[PROBLEM STATEMENT]
Please return every line of the records that contains the word "light", copied in full. Case counts.

[MATERIAL PROVIDED]
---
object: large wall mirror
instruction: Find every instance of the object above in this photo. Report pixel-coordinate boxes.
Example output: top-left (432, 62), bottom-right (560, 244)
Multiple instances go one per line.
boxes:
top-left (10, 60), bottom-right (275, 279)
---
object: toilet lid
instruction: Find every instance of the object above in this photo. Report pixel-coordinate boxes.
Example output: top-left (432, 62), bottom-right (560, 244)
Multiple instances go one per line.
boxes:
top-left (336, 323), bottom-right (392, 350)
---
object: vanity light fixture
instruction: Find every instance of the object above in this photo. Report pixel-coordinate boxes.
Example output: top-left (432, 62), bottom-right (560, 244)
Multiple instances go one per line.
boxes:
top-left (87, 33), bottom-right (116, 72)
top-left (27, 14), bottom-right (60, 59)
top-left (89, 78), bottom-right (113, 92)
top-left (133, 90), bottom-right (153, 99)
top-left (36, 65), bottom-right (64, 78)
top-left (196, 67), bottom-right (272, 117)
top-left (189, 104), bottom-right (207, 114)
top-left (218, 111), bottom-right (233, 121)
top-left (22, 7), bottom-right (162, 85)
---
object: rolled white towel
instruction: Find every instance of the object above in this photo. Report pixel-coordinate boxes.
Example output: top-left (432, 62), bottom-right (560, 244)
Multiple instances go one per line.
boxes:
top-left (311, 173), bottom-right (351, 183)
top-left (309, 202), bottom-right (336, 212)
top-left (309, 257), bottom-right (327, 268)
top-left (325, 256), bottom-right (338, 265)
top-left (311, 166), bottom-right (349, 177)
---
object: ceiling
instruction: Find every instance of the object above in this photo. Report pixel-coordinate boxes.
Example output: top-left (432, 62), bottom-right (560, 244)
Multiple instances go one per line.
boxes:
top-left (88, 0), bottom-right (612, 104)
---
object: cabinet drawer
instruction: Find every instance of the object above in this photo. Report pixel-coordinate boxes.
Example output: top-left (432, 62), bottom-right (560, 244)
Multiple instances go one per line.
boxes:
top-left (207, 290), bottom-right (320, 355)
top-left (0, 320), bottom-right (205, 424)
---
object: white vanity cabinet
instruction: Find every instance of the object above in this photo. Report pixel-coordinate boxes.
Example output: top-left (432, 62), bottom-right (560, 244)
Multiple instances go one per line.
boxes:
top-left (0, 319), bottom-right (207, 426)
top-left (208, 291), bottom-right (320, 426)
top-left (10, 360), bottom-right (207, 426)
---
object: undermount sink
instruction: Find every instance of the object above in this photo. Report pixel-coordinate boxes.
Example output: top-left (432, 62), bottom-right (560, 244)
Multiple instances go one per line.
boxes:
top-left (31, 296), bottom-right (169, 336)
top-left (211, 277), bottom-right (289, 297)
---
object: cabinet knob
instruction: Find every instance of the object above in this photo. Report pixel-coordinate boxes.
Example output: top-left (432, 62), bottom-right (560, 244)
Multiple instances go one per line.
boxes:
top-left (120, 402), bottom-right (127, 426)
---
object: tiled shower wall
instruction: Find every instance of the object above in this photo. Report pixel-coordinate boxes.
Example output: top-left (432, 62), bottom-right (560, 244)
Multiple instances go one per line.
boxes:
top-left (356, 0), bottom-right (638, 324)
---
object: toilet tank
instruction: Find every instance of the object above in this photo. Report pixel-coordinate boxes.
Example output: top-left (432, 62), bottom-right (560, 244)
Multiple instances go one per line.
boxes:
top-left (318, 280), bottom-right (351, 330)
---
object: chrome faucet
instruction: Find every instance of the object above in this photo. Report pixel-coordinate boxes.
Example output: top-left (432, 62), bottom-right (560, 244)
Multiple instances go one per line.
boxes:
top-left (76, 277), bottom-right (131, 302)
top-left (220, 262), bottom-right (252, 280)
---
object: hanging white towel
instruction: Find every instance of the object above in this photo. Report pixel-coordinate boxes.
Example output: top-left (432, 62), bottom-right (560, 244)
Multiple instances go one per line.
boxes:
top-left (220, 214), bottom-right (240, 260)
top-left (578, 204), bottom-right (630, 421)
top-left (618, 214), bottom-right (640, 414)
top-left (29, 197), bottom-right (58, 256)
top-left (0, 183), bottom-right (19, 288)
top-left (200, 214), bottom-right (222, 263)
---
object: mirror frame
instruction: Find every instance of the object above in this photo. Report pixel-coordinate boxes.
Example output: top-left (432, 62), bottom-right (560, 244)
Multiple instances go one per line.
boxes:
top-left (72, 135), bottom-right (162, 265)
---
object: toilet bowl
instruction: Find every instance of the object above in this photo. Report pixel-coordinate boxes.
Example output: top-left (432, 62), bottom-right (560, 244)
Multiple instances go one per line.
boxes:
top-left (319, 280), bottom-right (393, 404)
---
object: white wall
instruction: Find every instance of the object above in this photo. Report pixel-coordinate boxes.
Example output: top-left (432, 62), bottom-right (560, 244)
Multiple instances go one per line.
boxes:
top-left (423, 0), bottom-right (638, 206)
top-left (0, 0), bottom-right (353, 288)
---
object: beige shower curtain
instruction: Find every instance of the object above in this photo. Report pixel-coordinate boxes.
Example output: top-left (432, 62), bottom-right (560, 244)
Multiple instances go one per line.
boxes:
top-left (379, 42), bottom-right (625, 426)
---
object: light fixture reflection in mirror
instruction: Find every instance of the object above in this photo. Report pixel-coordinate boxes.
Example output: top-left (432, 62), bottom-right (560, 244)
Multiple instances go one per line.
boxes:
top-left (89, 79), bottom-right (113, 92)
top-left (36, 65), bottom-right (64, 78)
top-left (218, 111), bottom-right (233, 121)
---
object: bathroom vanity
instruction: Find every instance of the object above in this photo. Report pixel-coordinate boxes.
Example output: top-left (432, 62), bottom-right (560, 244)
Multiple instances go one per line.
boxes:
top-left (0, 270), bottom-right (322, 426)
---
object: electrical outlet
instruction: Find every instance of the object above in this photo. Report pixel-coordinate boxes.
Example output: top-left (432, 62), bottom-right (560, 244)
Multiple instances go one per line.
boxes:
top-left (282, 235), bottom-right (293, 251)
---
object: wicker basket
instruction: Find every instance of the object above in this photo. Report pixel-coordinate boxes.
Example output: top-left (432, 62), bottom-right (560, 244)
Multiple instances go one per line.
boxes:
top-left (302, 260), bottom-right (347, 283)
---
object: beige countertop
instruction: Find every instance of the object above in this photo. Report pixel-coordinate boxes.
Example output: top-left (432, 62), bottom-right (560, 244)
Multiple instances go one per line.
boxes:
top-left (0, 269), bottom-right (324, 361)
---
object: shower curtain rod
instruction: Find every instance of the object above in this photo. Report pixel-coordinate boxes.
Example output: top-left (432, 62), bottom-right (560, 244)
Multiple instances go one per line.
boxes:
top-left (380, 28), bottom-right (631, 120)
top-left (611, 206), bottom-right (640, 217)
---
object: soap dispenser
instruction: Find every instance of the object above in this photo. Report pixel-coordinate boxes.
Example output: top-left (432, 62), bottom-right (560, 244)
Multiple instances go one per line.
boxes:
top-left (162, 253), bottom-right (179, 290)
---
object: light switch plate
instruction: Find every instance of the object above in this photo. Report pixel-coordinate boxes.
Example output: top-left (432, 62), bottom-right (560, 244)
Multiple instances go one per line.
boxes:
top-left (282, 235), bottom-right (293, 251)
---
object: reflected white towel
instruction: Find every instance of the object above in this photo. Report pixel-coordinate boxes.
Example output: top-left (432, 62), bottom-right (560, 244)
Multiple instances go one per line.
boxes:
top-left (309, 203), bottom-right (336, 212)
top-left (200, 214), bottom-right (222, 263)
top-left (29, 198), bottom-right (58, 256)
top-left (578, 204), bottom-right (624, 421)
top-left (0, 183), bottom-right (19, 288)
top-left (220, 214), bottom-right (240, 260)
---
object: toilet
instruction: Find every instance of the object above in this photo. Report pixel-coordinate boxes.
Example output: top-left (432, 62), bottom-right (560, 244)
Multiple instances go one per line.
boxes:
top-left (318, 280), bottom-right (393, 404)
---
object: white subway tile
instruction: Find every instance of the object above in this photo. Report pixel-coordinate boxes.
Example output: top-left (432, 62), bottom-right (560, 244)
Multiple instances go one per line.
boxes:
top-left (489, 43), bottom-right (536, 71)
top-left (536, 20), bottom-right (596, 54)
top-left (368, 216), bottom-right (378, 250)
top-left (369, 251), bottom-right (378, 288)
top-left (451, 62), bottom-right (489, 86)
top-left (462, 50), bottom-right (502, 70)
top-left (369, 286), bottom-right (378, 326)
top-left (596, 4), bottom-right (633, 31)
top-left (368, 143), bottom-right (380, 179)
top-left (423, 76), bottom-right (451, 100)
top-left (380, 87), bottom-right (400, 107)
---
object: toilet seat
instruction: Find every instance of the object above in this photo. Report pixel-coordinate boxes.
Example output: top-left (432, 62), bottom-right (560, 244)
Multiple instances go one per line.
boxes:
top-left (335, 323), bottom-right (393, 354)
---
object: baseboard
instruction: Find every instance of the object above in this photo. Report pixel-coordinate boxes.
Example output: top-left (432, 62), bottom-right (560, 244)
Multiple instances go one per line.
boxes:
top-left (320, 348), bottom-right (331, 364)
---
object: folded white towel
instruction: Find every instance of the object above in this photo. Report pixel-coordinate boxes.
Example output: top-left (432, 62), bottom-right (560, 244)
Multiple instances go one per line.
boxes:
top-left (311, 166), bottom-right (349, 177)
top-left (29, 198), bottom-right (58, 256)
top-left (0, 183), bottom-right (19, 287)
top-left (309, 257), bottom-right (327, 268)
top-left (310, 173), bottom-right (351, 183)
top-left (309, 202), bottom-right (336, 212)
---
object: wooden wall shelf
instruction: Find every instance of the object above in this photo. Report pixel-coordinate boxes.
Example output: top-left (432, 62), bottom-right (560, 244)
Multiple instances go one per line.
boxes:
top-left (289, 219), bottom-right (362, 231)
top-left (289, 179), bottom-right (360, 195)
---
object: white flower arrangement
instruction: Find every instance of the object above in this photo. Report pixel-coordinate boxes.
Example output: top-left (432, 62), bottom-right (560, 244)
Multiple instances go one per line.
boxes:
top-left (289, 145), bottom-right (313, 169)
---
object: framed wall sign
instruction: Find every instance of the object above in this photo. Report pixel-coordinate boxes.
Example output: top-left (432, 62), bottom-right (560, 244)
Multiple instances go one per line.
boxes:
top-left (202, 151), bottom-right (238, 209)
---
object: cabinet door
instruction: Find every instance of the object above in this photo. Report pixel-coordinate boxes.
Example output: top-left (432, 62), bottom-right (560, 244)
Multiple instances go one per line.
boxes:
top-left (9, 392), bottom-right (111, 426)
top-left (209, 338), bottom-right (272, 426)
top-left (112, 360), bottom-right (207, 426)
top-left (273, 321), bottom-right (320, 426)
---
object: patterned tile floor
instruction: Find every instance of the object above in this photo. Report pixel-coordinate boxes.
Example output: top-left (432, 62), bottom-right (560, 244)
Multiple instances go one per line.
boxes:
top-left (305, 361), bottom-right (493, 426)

[COMPLETED TASK]
object: vanity light fixture
object: light fixture reflection in mirror
object: light switch plate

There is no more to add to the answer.